## begin Data listing
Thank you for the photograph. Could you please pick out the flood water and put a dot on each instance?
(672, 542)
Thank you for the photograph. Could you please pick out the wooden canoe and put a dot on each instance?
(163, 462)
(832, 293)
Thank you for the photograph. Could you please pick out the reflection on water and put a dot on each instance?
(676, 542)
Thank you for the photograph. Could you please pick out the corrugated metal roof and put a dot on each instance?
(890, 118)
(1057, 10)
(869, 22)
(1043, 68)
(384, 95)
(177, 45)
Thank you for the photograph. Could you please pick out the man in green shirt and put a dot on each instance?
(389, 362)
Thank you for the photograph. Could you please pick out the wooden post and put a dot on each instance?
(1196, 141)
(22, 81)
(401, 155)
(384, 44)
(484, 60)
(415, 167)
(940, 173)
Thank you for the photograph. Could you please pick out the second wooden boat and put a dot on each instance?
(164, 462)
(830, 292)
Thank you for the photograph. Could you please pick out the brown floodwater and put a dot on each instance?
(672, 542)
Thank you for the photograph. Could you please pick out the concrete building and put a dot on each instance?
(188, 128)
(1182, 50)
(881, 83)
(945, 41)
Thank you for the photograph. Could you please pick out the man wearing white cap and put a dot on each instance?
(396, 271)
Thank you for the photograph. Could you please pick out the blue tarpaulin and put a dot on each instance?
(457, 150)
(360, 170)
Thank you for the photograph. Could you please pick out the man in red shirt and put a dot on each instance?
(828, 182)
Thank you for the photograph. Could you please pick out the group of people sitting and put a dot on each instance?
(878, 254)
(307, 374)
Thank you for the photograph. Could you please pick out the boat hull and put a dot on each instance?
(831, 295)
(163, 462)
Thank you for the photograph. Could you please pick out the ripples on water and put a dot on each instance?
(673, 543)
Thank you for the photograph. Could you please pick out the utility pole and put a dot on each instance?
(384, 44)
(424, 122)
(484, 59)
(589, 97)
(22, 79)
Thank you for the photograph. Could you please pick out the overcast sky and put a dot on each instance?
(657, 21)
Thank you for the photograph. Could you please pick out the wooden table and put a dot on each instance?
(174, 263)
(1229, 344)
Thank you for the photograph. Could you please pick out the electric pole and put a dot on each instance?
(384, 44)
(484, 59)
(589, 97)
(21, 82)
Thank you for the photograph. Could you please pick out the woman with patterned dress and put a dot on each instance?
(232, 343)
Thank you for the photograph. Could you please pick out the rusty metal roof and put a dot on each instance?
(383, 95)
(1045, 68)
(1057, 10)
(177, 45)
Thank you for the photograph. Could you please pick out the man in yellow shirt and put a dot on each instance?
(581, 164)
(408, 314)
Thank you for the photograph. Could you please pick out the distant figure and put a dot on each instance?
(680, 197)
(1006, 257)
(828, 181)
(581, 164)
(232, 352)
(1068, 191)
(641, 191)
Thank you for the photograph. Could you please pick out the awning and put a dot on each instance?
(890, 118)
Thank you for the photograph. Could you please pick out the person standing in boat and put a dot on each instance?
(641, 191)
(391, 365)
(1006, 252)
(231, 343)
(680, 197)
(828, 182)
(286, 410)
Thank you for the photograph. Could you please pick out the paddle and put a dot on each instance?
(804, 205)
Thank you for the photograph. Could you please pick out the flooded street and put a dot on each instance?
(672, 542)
## end Data listing
■ What to do: Copy the lines from the one containing "paddle and put a dot on each instance?" through the end of the records, swapping "flooded street" for "submerged road" and leaving everything else unchanged.

■ Completed exercise:
Thank you for the photograph. Could you please pick out the paddle and put a dot on each instance?
(804, 205)
Thank you for the photograph. Could you please pick out the submerged road and put a dot on each instance?
(672, 542)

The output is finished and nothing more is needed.